* _Do this_: Arrange the items as a Markdown table with the columns Row and Line, giving each line its own numbered row and skipping blank lines. Start at the line containing "foliage in the photo above.", continue through the end of the items, and omit the pictures.

****************

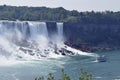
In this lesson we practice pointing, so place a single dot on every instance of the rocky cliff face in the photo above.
(92, 37)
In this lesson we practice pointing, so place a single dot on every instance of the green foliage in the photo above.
(58, 14)
(84, 76)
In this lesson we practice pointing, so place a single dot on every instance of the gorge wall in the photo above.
(92, 37)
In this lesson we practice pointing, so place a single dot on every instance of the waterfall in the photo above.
(60, 32)
(37, 29)
(30, 40)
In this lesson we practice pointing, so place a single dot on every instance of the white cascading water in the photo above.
(25, 40)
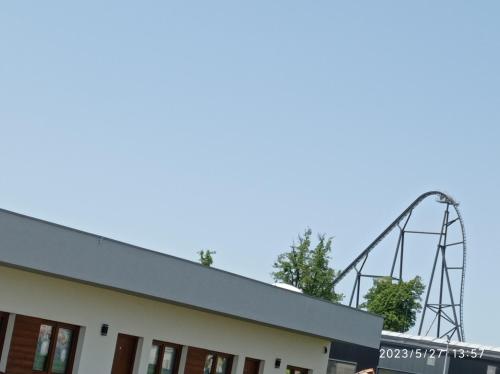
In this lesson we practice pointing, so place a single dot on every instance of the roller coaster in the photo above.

****************

* _Solution below_:
| Row | Line |
|---|---|
| 1 | In this lesson we practice pointing, so place a single dot on every instance of the green foliage in the photo above. |
| 2 | (58, 14) |
| 3 | (84, 76) |
| 4 | In this lesson we practice pointing, so place a single dot on every instance of the gorge wall in the photo above. |
| 5 | (92, 37) |
| 6 | In this lesson we practice pointing, so place a single dot on every instance of the waterfall in the photo above. |
| 7 | (60, 32) |
| 8 | (37, 29) |
| 9 | (30, 40) |
| 10 | In this lesson we practice pointing, so place a single dot on every instance of the white cascading water in the photo above. |
| 11 | (25, 40) |
| 12 | In this lesson we practice pointing, so place a single dot on every instance of the roller coaster in the photo above. |